REQUEST: Count how many lines in the material include the string "fixture". Reply with only that number.

DATA LINES:
%%

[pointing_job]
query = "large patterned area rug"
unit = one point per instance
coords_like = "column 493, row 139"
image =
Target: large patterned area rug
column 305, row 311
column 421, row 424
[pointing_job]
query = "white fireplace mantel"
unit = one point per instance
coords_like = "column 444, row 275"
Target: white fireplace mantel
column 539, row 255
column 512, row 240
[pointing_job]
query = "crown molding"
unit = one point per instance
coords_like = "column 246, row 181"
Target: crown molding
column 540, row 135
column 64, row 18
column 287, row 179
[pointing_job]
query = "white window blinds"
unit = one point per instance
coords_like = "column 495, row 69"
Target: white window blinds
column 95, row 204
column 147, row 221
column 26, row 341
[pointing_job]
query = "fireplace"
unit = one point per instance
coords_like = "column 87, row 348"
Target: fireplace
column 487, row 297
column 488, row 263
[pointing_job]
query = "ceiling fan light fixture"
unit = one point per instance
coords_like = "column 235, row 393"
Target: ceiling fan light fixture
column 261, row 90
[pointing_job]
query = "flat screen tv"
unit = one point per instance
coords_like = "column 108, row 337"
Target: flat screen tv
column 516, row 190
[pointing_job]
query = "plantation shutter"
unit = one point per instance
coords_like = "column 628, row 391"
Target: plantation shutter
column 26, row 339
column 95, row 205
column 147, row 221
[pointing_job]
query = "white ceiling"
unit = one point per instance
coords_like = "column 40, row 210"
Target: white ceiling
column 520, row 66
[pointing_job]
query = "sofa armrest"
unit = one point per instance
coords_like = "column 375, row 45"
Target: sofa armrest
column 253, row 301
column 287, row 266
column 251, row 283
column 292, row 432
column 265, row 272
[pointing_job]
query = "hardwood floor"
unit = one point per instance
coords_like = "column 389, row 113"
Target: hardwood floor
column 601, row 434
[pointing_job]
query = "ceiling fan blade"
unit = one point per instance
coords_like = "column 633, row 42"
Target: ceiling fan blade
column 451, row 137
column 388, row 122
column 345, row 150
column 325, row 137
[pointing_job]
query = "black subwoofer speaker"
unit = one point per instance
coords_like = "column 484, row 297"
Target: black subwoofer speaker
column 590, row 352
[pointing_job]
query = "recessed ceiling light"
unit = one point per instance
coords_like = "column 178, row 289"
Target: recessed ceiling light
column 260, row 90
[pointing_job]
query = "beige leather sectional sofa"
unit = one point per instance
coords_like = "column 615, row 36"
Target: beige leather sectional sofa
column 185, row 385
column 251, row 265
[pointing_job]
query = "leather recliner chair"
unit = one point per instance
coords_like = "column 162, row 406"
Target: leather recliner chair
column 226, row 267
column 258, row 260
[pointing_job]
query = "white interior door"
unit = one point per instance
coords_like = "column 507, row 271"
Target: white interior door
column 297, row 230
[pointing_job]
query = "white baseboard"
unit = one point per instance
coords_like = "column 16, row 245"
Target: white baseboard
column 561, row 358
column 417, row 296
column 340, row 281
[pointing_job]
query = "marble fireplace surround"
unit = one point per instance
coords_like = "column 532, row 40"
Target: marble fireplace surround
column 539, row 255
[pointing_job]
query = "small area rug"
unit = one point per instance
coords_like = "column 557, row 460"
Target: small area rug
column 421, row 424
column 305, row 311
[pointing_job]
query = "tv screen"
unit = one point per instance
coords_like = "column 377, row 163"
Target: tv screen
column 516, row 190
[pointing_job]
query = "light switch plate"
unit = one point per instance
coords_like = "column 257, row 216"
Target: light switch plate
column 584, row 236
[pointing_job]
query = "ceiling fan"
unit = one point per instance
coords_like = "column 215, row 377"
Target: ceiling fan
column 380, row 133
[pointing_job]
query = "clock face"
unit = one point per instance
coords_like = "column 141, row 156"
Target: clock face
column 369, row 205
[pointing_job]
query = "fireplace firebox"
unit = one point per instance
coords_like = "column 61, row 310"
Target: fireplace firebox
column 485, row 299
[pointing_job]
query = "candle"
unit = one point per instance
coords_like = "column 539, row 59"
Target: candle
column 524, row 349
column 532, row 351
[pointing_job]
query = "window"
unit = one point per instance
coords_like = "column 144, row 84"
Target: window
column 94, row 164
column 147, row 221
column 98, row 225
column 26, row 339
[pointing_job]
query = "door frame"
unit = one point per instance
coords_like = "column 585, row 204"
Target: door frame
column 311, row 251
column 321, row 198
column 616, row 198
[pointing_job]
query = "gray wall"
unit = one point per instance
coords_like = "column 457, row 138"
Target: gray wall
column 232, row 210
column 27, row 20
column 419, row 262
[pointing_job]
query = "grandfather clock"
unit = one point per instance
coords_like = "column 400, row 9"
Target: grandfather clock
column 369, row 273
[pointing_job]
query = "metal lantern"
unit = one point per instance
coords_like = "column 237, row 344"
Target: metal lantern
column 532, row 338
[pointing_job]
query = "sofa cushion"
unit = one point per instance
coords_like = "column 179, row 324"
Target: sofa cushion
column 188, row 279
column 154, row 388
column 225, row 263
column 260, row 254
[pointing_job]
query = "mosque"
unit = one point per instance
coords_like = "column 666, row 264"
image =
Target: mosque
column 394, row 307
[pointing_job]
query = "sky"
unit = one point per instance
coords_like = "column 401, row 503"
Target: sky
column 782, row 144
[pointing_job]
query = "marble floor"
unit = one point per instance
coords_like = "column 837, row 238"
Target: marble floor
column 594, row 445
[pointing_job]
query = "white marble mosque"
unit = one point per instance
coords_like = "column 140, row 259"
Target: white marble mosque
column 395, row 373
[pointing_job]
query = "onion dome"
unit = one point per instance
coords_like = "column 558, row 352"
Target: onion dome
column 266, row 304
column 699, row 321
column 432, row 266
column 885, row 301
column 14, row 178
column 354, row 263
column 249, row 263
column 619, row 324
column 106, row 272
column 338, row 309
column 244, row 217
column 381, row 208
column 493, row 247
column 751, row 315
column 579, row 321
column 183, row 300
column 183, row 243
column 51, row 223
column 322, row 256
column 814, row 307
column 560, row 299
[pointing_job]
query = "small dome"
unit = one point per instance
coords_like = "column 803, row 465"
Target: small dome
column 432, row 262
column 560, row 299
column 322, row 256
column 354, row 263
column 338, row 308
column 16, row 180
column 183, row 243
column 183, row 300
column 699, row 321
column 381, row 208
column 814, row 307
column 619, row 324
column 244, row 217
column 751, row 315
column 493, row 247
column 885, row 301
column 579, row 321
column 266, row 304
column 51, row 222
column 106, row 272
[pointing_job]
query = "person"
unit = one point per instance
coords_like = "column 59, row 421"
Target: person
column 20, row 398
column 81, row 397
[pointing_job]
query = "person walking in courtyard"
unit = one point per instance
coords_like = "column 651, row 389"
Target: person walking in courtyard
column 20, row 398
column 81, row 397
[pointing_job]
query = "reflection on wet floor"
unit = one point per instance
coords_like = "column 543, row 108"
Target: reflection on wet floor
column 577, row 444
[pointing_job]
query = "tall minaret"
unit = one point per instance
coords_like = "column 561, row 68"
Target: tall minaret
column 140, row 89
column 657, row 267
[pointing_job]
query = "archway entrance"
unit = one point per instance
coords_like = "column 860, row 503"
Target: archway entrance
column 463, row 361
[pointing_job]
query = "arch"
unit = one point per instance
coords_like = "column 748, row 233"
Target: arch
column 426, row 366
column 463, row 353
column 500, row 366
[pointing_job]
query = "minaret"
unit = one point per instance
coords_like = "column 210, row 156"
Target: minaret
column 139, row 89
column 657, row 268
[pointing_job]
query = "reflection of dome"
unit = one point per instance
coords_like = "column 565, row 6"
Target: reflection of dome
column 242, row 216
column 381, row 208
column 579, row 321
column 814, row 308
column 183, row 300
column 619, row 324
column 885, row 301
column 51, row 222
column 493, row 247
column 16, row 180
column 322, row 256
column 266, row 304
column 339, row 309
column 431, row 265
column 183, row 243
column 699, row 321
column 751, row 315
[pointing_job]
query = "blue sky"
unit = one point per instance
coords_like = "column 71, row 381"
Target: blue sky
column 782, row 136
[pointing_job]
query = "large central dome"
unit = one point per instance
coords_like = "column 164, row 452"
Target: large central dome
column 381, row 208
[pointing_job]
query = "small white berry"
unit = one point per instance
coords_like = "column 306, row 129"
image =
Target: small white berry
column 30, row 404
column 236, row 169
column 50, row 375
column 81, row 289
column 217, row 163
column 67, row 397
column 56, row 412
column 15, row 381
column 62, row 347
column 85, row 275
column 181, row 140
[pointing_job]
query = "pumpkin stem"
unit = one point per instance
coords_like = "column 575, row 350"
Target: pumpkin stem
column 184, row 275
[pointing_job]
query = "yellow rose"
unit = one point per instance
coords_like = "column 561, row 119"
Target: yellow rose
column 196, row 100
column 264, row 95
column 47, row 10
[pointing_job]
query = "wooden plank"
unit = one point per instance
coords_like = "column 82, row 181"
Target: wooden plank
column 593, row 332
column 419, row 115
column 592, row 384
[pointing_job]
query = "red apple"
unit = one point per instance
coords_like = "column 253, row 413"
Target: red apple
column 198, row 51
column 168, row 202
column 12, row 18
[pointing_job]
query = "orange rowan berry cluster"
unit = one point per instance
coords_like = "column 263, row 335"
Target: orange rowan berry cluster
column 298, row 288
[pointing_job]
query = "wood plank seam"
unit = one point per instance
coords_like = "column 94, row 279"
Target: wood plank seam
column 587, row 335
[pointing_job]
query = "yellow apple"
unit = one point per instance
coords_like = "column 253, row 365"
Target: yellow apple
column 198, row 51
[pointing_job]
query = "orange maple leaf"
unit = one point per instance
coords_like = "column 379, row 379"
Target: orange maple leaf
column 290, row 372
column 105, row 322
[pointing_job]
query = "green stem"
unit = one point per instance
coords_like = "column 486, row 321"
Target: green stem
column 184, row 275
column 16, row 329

%%

OUTPUT: 2